Exercise aim → Drop the images. Copy every line below character for character.

Stored data:
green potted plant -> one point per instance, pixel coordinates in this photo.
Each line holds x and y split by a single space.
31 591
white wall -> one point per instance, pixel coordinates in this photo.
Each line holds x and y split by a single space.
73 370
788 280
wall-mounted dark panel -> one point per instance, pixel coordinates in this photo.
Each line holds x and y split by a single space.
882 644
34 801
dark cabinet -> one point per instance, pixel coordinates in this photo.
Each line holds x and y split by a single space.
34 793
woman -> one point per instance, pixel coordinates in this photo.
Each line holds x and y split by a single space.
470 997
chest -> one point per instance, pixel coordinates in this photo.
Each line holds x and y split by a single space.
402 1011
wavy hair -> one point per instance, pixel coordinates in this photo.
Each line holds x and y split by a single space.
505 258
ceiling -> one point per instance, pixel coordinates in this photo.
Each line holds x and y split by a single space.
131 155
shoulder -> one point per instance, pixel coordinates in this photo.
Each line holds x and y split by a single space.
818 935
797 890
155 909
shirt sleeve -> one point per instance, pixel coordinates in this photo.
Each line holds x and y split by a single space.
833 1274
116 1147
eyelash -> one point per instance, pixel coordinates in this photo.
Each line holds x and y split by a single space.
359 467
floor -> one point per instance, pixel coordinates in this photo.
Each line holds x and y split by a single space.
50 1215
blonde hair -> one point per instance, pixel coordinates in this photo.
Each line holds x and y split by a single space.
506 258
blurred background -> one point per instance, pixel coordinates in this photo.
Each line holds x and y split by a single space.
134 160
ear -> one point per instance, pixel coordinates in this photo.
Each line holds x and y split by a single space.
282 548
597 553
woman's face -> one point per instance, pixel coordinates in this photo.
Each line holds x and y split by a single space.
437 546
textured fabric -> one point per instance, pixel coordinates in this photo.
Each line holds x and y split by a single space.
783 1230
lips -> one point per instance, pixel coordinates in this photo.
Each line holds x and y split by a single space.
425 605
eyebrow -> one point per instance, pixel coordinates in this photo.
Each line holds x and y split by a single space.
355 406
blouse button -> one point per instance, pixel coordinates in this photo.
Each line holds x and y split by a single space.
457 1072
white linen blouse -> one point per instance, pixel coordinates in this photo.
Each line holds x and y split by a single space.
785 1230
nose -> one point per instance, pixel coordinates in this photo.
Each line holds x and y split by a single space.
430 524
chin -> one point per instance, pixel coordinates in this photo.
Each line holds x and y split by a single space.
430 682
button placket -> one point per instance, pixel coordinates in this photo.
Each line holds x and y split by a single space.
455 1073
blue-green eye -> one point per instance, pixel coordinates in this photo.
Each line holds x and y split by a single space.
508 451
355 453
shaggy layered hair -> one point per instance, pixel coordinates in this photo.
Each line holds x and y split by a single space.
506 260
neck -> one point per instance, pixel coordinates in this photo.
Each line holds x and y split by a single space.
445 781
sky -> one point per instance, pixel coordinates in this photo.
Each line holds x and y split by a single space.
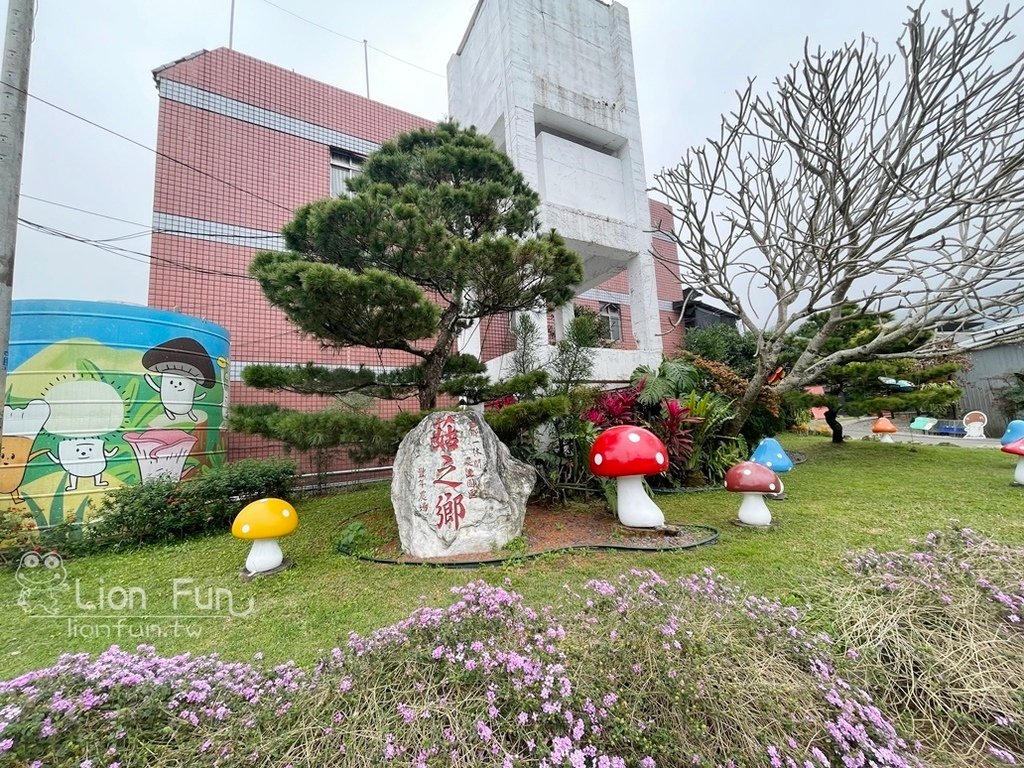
94 59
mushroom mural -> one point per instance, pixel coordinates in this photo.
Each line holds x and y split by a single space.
1015 431
628 453
182 364
82 411
885 428
20 427
753 480
262 522
1017 449
161 453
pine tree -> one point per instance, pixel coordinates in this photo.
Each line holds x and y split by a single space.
438 231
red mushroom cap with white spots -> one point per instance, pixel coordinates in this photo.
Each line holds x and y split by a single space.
628 451
751 477
1016 448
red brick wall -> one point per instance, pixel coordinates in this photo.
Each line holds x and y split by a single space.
220 169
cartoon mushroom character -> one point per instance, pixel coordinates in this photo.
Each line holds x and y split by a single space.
1015 431
20 427
1017 449
628 453
262 522
974 425
181 364
81 412
885 428
753 480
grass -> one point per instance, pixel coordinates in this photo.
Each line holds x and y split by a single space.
845 498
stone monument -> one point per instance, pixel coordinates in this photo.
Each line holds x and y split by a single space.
457 489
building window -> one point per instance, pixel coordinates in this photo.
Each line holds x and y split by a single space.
343 167
611 322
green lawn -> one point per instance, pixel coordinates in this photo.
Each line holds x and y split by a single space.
859 495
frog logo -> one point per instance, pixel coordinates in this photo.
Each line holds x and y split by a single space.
41 577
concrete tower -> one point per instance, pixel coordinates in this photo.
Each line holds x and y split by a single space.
552 83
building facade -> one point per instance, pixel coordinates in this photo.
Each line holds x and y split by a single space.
243 143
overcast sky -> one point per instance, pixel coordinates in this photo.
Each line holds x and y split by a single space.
95 58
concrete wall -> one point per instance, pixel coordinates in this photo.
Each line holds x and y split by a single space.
553 82
990 371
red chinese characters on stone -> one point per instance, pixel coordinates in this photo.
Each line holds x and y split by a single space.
444 437
451 510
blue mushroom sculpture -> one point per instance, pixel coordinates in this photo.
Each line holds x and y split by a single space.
1015 431
770 454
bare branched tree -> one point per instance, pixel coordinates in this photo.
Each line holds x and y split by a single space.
894 182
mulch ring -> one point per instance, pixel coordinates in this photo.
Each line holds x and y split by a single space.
548 529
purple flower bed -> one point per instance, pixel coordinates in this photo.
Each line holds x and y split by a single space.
635 671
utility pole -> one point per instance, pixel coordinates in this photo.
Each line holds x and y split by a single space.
13 102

Written solution →
green potted plant -> one point per instance, pixel coordinates in this photo.
Each line holds x and y split by a single space.
31 591
white wall -> one point per instance, pixel coordinates in this photo.
Each line holds x and y split by a single space.
73 370
788 280
wall-mounted dark panel -> one point per instance, pixel coordinates in this photo.
Each line holds x and y split by a single space.
882 644
34 801
dark cabinet -> one point per instance, pixel coordinates in this photo.
Each line holds x and y split by a single space.
34 793
woman -> one point per instance, pixel coordinates in this photo.
Each line holds x and y split by a single space.
470 997
chest -> one point per instance, pixel coordinates in this photo.
Each line holds x and y split by a single space.
402 1011
wavy hair -> one point per instance, pixel coordinates in this photo.
Each line holds x and y split by a single space.
505 258
ceiling -> one point per instance, pixel coordinates in this photo.
Each line holds x and y split by a single space.
131 155
shoulder -> one point per instance, pixel coordinates in this photo.
Each line holds x and y split by a single space.
818 935
797 890
155 909
shirt sleeve -> one point per instance, pixel coordinates in this photo.
Each line holds x and y split by a single space.
833 1274
116 1147
eyelash -> one point per instance, pixel coordinates in this photo.
Each line holds x and y split by a single space.
359 467
floor -> one point per instance, pixel coordinates in this photo.
Each line holds x and y split by a single space.
50 1215
blonde hair -> one point per instance, pixel coordinates in this photo.
Each line holds x and y split by a single space.
506 258
blurred background -> one point per instance, pixel coordinates in this photo.
Each line holds x and y split by a single space.
134 160
ear -> one point per instance, pixel coordinates in this photo.
Each line holds x and y split by a single space.
282 548
597 553
woman's face -> one point per instance, pixel coordinates in this photo.
Each line holds x and y split by a single space.
437 546
textured fabric -> one point per instance, pixel coordinates in this photo.
Each line holds x and y split by a single space.
783 1230
lips -> one point per instance, pixel coordinates in this photo.
Each line holds x and y split by a single space.
425 605
eyebrow -> one point per instance, pixel coordinates in this photo.
Each line holds x and y split by a single space.
355 406
blouse button -> one point per instance, pixel coordinates in this photo.
Each line holds x and y split by a single space.
457 1072
white linen blouse -> one point per instance, pixel coordinates in this photo.
Each line holds x and y split by a single space.
785 1230
nose -> one point per instance, pixel coordinates in this photo.
Each line holds x and y split by a single space.
430 524
chin -> one point per instance, pixel coordinates in this photo.
Each line holds x and y split by a single space.
430 682
button placket -> one point per instance, pixel coordinates in this photo.
Each line holds x and y split by a single space.
455 1073
blue-green eye -> one point per instance, pixel coordinates in this photo.
Each line holds x and y split by a single space.
508 451
355 453
shaggy layered hair -> one point per instance, pixel coordinates in this photo.
Each line holds x and y split by a single space.
506 260
neck -> one point per instance, pixel coordinates in this photo.
Each line holds x and y split by a single space.
445 781
sky -> one point per instance, pixel coordinates in this photo.
Each line holds x and y split by a single space.
94 59
mushroom mural -> one point per instance, pixel coordinates in this photo.
Each line holds x and y split by a single space.
1015 431
628 453
182 364
82 411
885 428
20 427
753 480
262 522
1017 449
161 453
pine tree -> one point per instance, pixel coordinates in this photo.
Each line holds x and y split by a single space.
438 231
red mushroom cap with white spots -> one point per instance, pixel coordinates in this photo.
Each line holds x and y split by a single space.
628 451
751 477
1016 448
red brick wall -> one point per instance, pixel coordinates in this photo.
Each line holds x and y split by a single space.
220 169
cartoon mushroom character -> one point per instance, pixel coordinates in this photo.
Each line holds x and y split by a single space.
1015 431
20 427
1017 449
628 453
262 522
974 425
181 364
81 412
885 428
753 480
grass -> one point per instance, pixel coordinates in this photo.
Each line holds x and y split by a single space.
845 498
stone monument -> one point per instance, pixel coordinates in this photo.
Each line holds x and y split by a single space.
457 489
building window -> one point per instance, pixel coordinates in this photo.
Each line holds x and y split by a single space.
343 167
611 322
green lawn -> one point per instance, pixel coordinates in this photo.
Each line holds x and y split by a single space.
859 495
frog logo -> one point per instance, pixel coordinates in this photo.
Each line holds x and y split by a single space.
41 577
concrete tower -> one point per instance, pixel coordinates in this photo.
Each line holds x and y split by a single space.
552 83
building facade -> one point per instance, pixel coordinates in this photo.
Each line holds x and y split by a single space.
243 143
overcast sky -> one point per instance, pixel coordinates in this photo.
Each line holds x and y split by a single space.
95 58
concrete wall -> one point per instance, pixel coordinates in this photo.
Each line holds x and y split by a single space.
553 82
990 371
red chinese characters on stone -> one point per instance, pixel coordinates in this photo.
Each line holds x and y split by a single space.
444 437
451 510
blue mushroom sculpture -> one point per instance, pixel coordinates in this photo.
Each line holds x and y split by a single space.
1015 431
770 454
bare branched tree -> one point per instance, pixel coordinates in this photo.
Each line holds x and y split by a single space.
894 182
mulch ring -> one point per instance, pixel coordinates in this photo.
Each line holds x and y split by a single space.
548 529
purple flower bed -> one point per instance, pixel coordinates in this photo.
Each line holds x and y split by a single space.
635 671
utility pole -> one point per instance, pixel coordinates in this photo.
Each line holds x and y split by a single space.
13 102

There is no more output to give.